**課題:**
春日井の芭蕉の句碑についての文章によると、宿の主は旅の疲れをねぎらって芭蕉に何を振る舞ったとされているか。

**本文抜粋:**

########

学長ブログ

97. 春日井にある芭蕉の句碑

「来与(いざとも)に穂麦喰らわん草枕」 

松尾芭蕉が1685年の初夏に春日井で一晩の宿を借りたときの句であると、県道名古屋犬山線(上街道)沿いの正念寺の門前に記されています。宿の主が芭蕉に旅の疲れをねぎらって、まだ熟さない麦の実を石臼で引いて振る舞ったというのです。この句によって麦穂坂と呼ばれるようになったという街道の坂道に、その碑を見つけました(写真)。

「荒海や佐渡によこたふ天河」 

数年後、芭蕉の「おくの細道」に記されている七夕の句とされる、天の川の描写です。旧暦の7月7日、七夕に当たるのは明日。

中国から伝わった七夕物語はすっかり日本に定着しました。天の川をはさんで光る織り姫(こと座の一等星のベガ)と彦星(わし座の一等星アルタイル)が、1年に一度しか会えない七夕の日には晴れることを祈ります。

########

**データ抜粋:**
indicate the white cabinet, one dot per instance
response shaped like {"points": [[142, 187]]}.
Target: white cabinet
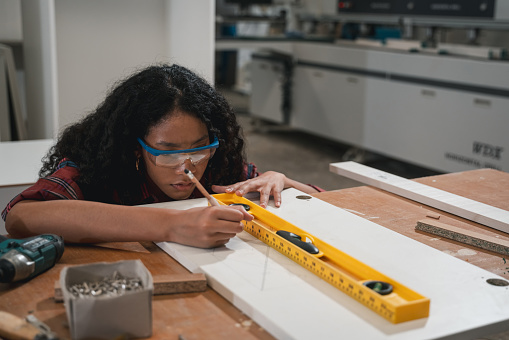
{"points": [[267, 97], [445, 129], [329, 103]]}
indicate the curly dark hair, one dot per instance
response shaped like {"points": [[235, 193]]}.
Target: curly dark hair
{"points": [[103, 143]]}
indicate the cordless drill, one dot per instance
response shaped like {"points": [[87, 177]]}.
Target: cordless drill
{"points": [[25, 258]]}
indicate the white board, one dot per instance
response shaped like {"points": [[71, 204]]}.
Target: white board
{"points": [[292, 303], [488, 215]]}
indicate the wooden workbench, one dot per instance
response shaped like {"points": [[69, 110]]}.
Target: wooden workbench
{"points": [[208, 315]]}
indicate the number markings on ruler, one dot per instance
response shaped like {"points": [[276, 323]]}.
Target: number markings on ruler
{"points": [[402, 304]]}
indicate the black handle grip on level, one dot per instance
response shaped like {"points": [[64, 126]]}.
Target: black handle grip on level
{"points": [[295, 239]]}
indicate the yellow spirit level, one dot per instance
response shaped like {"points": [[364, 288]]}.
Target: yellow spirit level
{"points": [[385, 296]]}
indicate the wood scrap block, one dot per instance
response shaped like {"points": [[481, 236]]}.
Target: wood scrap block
{"points": [[464, 236], [164, 284]]}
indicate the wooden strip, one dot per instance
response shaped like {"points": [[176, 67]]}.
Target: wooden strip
{"points": [[164, 284], [464, 236], [460, 206], [13, 327]]}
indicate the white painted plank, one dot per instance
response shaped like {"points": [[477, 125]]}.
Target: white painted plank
{"points": [[292, 303], [485, 214]]}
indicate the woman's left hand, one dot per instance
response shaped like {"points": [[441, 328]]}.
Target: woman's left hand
{"points": [[267, 184]]}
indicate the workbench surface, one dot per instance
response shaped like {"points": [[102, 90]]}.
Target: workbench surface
{"points": [[208, 315]]}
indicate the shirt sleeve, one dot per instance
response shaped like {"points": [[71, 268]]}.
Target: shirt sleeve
{"points": [[59, 185]]}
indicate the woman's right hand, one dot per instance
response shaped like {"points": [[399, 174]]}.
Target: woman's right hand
{"points": [[209, 227]]}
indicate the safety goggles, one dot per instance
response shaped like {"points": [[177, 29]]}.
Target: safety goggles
{"points": [[177, 158]]}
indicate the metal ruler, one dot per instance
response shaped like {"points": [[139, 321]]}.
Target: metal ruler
{"points": [[385, 296]]}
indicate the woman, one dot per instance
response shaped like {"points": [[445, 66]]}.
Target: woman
{"points": [[133, 150]]}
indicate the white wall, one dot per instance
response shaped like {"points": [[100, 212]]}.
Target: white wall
{"points": [[10, 21], [98, 42], [76, 50], [192, 24]]}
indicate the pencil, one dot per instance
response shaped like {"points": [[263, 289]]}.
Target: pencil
{"points": [[200, 187]]}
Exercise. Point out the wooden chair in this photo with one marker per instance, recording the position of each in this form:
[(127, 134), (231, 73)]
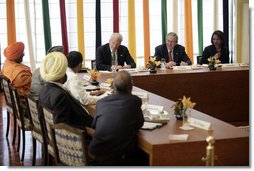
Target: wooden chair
[(22, 120), (47, 120), (70, 145), (36, 125), (10, 107)]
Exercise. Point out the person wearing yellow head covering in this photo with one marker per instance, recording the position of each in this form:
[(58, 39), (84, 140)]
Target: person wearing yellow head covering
[(55, 97), (37, 81), (18, 73)]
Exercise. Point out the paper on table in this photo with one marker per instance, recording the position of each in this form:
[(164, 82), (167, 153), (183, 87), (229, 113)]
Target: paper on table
[(151, 125), (142, 95), (105, 86), (180, 137), (91, 87), (154, 107), (105, 72), (181, 67), (131, 70), (87, 77)]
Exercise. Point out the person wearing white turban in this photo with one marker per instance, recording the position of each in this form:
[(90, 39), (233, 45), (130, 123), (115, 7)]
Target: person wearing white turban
[(55, 97)]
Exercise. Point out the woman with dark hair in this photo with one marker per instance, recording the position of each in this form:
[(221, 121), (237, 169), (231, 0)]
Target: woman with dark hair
[(75, 84), (218, 48)]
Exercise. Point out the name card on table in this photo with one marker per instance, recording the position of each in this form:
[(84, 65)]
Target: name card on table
[(105, 86), (142, 95), (200, 124), (179, 137), (181, 67), (86, 77), (154, 107)]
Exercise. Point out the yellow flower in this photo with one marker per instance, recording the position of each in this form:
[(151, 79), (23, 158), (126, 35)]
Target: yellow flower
[(153, 63), (158, 63), (94, 74), (109, 81), (187, 103), (153, 59)]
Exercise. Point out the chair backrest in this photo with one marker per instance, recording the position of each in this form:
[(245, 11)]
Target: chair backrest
[(48, 118), (7, 94), (93, 63), (199, 59), (70, 145), (35, 121), (22, 121)]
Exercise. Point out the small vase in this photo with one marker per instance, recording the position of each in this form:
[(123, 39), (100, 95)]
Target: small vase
[(153, 71), (94, 82)]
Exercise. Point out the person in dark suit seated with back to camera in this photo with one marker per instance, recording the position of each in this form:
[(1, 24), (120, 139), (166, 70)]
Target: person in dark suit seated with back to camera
[(55, 97), (116, 123), (113, 55), (218, 48), (173, 53)]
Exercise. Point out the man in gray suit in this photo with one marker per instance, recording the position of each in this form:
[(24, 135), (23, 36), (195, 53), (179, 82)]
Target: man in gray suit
[(113, 55), (173, 53)]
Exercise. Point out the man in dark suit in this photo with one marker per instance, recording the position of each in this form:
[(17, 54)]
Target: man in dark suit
[(54, 96), (173, 53), (113, 55), (117, 121)]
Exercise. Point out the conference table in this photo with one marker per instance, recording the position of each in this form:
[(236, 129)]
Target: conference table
[(223, 93), (231, 143)]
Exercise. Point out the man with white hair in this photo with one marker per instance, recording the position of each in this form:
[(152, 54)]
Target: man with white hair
[(54, 96), (173, 53), (113, 55)]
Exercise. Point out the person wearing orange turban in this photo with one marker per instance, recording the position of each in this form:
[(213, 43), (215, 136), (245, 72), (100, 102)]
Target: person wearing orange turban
[(19, 74)]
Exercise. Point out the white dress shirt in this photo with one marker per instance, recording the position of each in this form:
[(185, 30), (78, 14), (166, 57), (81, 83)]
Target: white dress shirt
[(75, 86)]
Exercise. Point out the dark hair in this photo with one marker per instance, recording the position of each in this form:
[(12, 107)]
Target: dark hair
[(122, 82), (74, 59), (56, 49), (220, 34)]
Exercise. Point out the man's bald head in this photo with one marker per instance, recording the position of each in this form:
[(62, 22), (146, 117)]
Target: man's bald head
[(122, 82)]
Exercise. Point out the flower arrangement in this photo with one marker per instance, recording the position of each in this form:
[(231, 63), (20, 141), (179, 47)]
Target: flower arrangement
[(212, 62), (182, 105), (94, 73), (153, 63)]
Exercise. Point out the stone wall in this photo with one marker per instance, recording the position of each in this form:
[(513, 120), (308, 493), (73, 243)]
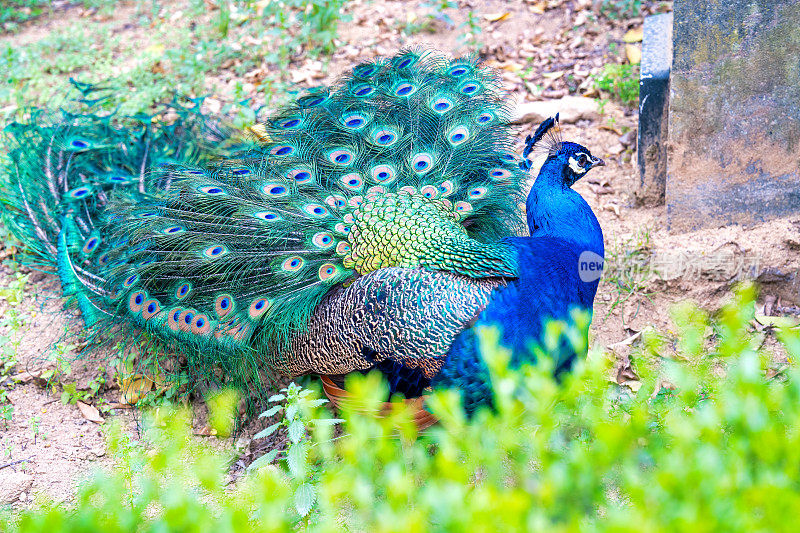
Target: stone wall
[(734, 117)]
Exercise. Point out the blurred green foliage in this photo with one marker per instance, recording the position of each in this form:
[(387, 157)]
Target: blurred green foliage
[(707, 443)]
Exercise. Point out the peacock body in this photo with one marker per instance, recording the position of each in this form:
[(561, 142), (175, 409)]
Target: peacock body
[(362, 226)]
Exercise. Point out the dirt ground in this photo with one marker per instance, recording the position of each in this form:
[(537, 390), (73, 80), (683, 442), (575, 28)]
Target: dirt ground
[(56, 446)]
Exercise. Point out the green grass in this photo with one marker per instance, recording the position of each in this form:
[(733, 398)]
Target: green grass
[(13, 12), (621, 9), (708, 442)]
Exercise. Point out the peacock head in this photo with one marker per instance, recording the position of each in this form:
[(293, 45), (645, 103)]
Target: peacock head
[(566, 162)]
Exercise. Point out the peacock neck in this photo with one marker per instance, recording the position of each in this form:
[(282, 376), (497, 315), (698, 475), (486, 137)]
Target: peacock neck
[(555, 210)]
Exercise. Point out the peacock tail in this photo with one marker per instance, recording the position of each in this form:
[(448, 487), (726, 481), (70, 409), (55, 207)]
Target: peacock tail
[(226, 243)]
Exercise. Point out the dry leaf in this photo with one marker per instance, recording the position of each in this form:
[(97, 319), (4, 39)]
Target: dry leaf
[(634, 36), (134, 388), (553, 75), (633, 53), (610, 127), (90, 412), (495, 17), (117, 405)]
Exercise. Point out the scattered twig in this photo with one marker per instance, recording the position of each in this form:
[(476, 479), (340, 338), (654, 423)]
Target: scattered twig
[(12, 463)]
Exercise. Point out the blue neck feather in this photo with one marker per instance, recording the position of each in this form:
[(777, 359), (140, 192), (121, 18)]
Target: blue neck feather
[(562, 226), (555, 210)]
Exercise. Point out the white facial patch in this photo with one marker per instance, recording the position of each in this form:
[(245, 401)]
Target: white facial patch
[(576, 168)]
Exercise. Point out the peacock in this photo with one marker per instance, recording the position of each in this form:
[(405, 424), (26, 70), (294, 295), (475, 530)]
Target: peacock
[(364, 225)]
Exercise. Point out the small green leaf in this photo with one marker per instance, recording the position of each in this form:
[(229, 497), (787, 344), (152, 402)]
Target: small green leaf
[(296, 459), (268, 431), (296, 430), (317, 402), (304, 498), (271, 411), (327, 421), (264, 460)]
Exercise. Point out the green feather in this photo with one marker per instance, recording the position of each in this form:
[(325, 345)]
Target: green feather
[(405, 161)]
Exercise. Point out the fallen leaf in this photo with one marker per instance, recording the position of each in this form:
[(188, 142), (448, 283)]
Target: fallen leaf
[(495, 17), (633, 53), (134, 388), (634, 36), (117, 405), (553, 75), (89, 412)]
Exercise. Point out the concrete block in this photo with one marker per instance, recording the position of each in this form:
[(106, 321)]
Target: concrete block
[(734, 115), (654, 109)]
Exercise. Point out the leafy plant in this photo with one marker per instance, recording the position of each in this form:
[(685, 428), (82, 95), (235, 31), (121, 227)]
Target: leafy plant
[(472, 29), (707, 443), (620, 82), (300, 410)]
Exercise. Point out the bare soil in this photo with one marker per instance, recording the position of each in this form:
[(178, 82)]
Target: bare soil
[(58, 447)]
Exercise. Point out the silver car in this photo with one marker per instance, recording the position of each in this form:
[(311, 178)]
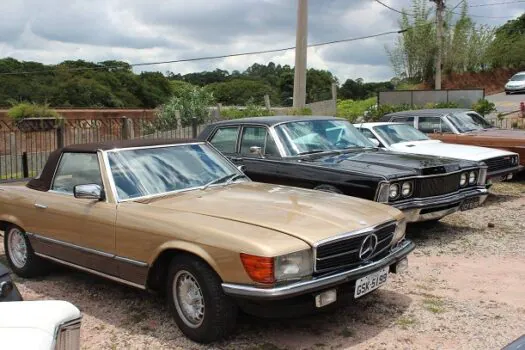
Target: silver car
[(516, 83)]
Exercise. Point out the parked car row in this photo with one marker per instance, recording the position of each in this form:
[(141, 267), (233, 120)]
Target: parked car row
[(270, 215)]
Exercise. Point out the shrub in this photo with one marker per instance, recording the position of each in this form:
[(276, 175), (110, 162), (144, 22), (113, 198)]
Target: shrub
[(25, 110), (484, 107), (191, 103)]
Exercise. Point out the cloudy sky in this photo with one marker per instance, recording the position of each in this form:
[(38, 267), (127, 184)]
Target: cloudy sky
[(156, 30)]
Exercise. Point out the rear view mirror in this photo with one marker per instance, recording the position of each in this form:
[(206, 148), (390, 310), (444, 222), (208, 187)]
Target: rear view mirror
[(90, 191)]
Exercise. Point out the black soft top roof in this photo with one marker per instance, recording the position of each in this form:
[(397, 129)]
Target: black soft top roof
[(43, 182)]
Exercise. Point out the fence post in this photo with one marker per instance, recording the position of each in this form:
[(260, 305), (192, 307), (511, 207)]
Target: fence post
[(267, 102), (128, 131), (60, 133), (194, 127), (25, 165)]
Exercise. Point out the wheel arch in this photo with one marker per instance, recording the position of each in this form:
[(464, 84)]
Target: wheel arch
[(160, 263)]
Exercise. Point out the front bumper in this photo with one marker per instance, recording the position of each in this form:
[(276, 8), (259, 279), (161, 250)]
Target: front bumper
[(317, 283), (437, 207), (503, 174)]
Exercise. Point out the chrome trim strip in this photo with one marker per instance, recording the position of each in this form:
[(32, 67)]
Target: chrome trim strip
[(355, 233), (131, 261), (303, 287), (70, 245), (85, 269), (88, 250)]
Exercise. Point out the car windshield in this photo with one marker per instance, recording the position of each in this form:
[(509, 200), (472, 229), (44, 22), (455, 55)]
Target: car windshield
[(396, 133), (518, 77), (159, 170), (315, 136), (468, 121)]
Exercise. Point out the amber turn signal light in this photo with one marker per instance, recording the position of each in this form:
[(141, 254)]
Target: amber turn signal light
[(259, 268)]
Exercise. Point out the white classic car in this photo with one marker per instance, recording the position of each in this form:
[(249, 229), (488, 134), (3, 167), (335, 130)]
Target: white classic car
[(399, 137), (39, 325)]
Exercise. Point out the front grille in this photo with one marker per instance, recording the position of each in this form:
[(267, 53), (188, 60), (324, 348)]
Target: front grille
[(435, 186), (345, 252), (499, 163)]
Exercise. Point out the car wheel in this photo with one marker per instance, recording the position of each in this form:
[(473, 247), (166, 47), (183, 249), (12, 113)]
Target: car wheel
[(201, 309), (20, 255), (328, 188)]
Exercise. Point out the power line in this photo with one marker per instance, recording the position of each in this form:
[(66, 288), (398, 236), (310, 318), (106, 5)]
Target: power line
[(498, 3), (142, 64), (393, 9)]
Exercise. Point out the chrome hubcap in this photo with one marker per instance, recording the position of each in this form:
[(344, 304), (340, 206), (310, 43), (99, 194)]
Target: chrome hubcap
[(17, 248), (188, 298)]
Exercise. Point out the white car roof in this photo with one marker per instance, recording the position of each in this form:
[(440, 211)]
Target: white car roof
[(371, 125)]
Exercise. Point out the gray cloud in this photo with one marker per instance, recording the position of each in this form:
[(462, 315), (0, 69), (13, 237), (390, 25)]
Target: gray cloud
[(157, 30)]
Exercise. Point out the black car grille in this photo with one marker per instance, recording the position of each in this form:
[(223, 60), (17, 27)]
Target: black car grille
[(498, 163), (345, 252), (438, 185)]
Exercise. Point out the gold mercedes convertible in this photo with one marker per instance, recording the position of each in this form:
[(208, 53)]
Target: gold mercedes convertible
[(180, 218)]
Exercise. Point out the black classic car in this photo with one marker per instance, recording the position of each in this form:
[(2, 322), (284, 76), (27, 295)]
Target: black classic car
[(8, 290), (330, 154)]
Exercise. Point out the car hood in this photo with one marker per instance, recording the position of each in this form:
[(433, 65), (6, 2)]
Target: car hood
[(32, 324), (388, 164), (305, 214), (442, 149), (510, 135)]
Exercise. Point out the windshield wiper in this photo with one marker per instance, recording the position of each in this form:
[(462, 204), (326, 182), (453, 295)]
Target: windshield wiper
[(311, 152), (229, 177)]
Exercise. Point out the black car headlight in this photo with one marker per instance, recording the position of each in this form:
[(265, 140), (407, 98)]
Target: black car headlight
[(463, 180), (393, 191), (472, 178), (407, 188)]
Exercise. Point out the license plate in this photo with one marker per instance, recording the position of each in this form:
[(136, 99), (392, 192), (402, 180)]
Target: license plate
[(470, 203), (368, 283)]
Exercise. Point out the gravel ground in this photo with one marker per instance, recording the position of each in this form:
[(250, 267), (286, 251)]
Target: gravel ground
[(464, 290)]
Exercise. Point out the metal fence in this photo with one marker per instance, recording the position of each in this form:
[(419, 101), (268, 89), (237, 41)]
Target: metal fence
[(464, 98), (24, 150)]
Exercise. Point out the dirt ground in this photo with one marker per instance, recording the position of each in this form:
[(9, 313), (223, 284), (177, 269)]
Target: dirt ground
[(464, 289)]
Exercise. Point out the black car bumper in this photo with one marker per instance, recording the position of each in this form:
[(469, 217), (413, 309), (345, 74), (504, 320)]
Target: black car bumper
[(500, 175), (437, 207)]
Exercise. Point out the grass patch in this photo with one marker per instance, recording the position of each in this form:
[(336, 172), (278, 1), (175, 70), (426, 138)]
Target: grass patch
[(434, 304), (406, 321), (347, 333)]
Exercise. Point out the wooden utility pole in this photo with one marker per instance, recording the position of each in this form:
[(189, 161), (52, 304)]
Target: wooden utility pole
[(301, 45), (440, 7)]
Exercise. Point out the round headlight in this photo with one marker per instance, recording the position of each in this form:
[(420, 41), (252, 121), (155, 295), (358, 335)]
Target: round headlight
[(463, 180), (393, 191), (472, 177), (406, 189)]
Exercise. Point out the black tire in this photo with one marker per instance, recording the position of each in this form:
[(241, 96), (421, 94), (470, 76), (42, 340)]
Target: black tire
[(31, 265), (219, 310), (328, 188)]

########

**解答:**
まだ熟さない麦の実を石臼で引いたもの。